Write out each line below precisely, passing over the pictures.

· · · · ·

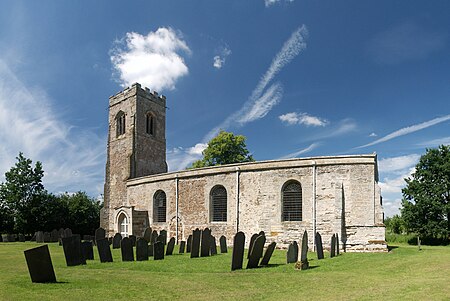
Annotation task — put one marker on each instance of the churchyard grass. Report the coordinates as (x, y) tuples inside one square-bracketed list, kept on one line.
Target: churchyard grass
[(405, 273)]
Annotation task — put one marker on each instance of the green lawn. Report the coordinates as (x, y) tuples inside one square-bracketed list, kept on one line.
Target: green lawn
[(402, 274)]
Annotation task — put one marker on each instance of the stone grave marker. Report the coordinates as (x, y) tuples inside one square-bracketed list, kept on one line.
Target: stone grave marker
[(158, 250), (104, 252), (141, 249), (268, 254), (256, 252), (170, 246), (126, 248), (40, 264), (223, 244), (72, 251), (87, 250), (319, 246), (195, 248), (238, 251)]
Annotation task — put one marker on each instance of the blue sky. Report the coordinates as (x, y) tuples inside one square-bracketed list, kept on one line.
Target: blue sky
[(298, 78)]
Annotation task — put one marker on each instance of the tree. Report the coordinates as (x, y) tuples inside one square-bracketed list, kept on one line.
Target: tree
[(426, 197), (225, 148)]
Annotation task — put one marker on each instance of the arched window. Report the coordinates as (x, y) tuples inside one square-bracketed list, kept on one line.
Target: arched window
[(159, 207), (291, 199), (150, 124), (123, 225), (120, 123), (218, 199)]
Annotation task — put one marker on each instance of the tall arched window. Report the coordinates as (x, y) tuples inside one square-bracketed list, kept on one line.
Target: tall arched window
[(159, 207), (123, 225), (218, 199), (120, 123), (291, 199)]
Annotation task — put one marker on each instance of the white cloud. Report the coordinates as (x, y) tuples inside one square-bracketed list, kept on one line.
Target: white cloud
[(302, 118), (153, 60), (408, 130)]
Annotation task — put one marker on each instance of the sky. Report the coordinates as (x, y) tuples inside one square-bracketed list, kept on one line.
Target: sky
[(297, 78)]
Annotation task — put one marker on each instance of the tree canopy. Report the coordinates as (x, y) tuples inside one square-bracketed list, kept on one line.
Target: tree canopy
[(225, 148), (426, 197)]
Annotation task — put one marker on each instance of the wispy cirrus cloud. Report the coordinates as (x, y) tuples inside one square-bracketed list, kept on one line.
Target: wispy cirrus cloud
[(154, 60), (408, 130)]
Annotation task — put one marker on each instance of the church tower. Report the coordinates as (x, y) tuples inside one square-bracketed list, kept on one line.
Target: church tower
[(136, 145)]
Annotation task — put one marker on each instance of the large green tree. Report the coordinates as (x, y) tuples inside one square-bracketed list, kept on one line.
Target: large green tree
[(225, 148), (426, 197)]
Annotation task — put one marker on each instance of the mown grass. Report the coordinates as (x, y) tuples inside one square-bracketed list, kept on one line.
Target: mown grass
[(402, 274)]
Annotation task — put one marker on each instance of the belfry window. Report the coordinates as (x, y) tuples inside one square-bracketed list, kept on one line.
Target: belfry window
[(291, 199), (159, 207), (218, 204)]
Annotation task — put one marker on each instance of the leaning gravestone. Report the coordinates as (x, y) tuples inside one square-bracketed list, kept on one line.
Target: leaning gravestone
[(72, 251), (195, 248), (104, 252), (223, 244), (126, 248), (238, 251), (256, 252), (268, 254), (87, 250), (141, 249), (252, 241), (292, 253), (158, 250), (40, 264), (319, 246), (170, 246)]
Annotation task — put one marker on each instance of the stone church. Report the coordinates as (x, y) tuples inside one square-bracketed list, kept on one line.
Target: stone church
[(283, 198)]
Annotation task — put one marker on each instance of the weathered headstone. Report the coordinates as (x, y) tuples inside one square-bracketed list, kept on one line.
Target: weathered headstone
[(195, 248), (170, 246), (268, 254), (72, 251), (182, 247), (292, 253), (158, 250), (40, 264), (223, 244), (141, 249), (238, 251), (104, 252), (319, 246), (252, 241), (126, 248), (256, 252)]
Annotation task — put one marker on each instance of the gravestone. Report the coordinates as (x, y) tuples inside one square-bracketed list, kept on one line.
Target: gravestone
[(126, 249), (238, 251), (182, 247), (268, 254), (195, 247), (319, 246), (116, 240), (170, 246), (250, 246), (292, 253), (148, 234), (104, 252), (72, 251), (40, 264), (223, 244), (141, 249), (189, 244), (256, 252), (206, 243), (87, 250), (333, 246), (158, 250)]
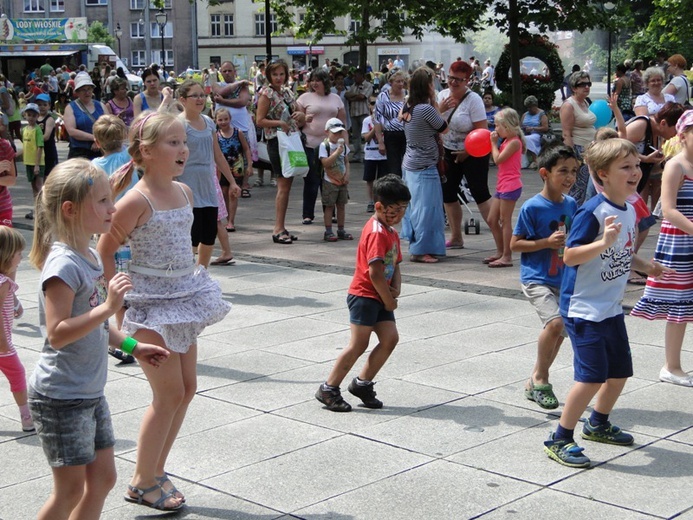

· · · · ·

* YOUR SOLUTION
Annotation task — put one marker on each instance of the churchyard grass. Report the coordinates as (x, y) tuples inside one square-bracketed list, kept on one line.
Target: churchyard grass
[(405, 273)]
Annotation task — put one marker on each instance of the green lawn. Report the coordinates as (x, y) tuples inside one square-bracketed list, kept on one line.
Target: green lawn
[(402, 274)]
Annotation task — put one marker on each instance of the stone grave marker. Report the coordinates as (x, y) tuples inside one square-bracketed list, kept on one line.
Target: stone grave marker
[(158, 250), (104, 252), (141, 249), (268, 254), (256, 252), (170, 246), (126, 248), (40, 264), (223, 244), (72, 251), (87, 250), (319, 246), (195, 248), (238, 251)]
Annotation task — put one marker on each instance of the blue sky. Report the coordinates as (x, y) tuples inside one square-bracketed list, kept on one line.
Target: blue sky
[(298, 78)]
Annotation task — put one marker on each instance of the tree. Report the coordinates as (x, y) tuples inside one square-bracketed list, kept on one line.
Target: tree
[(426, 197), (225, 148)]
Annotation task — put one marker on each instance of the arched window. Report the coordinates as (x, y) tuples inside one square-bracketed list, kept on one line.
Target: arched window
[(159, 207), (291, 199), (150, 124), (123, 225), (120, 123), (218, 199)]
Annotation task — put one marker on each instance of the tall arched window. Report the coordinates as (x, y) tuples inside one square-bracketed list, kept on one line.
Target: tall arched window
[(159, 207), (123, 225), (218, 199), (120, 123), (291, 199)]
Annotation task — put one marker on each instance of the white cloud. Report the coordinates as (x, y) tuples inside one square-bracketed list, kept on one line.
Target: white cloud
[(302, 118), (153, 60), (408, 130)]
Annotation task — put one marker on each instance of the sky. Report the coordinates as (x, y) tuples inside one square-bracketed list, kept on one line.
Target: sky
[(297, 78)]
Annotation task — put one marker on each instance of the tree canopy. Report the coordinates as (x, y) tuples inside one square-bracketed list, kept on one line.
Target: tree canopy
[(225, 148), (426, 197)]
Annotation task — put one marker on each instance of the wispy cirrus cloud. Report the coordinates as (x, y) tuples inside one square-bracketed list, kept on one line.
Target: wispy cirrus cloud
[(154, 60), (408, 130)]
Annotation task — put one marker on each instance of the church tower. Report the coordinates as (x, y) tuples inside one square-bracketed list, kept on one line.
Target: church tower
[(136, 145)]
Annotation task — put one marker on each instance of the large green tree. Report the coordinates as (x, y) tuples inside one square-bracketed list, kept on one line.
Target: large green tree
[(225, 148), (426, 197)]
Annotation task — put one marker on each instance of the mown grass. Report the coordinates as (x, y) tuples inside one square-bracketed list, kept on one line.
Target: mown grass
[(402, 274)]
Annotation task — put one marker on each instance of the belfry window. Report the coordinates as (x, y) tuples inside one square-bracketed list, kept on one line.
Target: belfry window
[(291, 199), (159, 207), (218, 204)]
Annotation task — put one marker on each instance of the leaning gravestone. Report the coordinates as (x, y) tuples inside one square-bracketed list, kept on one line.
Target: leaning gravestone
[(72, 251), (195, 248), (104, 252), (223, 244), (126, 248), (238, 251), (256, 252), (268, 254), (87, 250), (141, 249), (252, 241), (292, 253), (158, 250), (40, 264), (319, 246), (170, 246)]
Annotation task — put one marker on each instance of the stone church. Report the coordinates as (x, y) tuples inside one square-bracketed list, kept on one line.
Target: stone church
[(283, 198)]
Annotation task — put one marker on each instance of the weathered headstone. Report the coordinates as (x, y) tuples inside one square-bracketed list, kept on one line.
Target: weathered headstone
[(195, 248), (170, 246), (268, 254), (72, 251), (182, 247), (292, 253), (158, 250), (40, 264), (223, 244), (141, 249), (238, 251), (104, 252), (319, 246), (252, 241), (126, 248), (256, 252)]
Annotation task — put one marker on each instance of the gravestone. Report the coordinates as (x, y) tuples inside one square-bracketed list, kept on one line.
Target: gravestone
[(126, 249), (238, 251), (182, 247), (268, 254), (195, 247), (319, 246), (116, 240), (170, 246), (250, 246), (292, 253), (148, 234), (104, 252), (72, 251), (40, 264), (223, 244), (141, 249), (189, 244), (256, 252), (206, 243), (87, 250), (333, 246), (158, 250)]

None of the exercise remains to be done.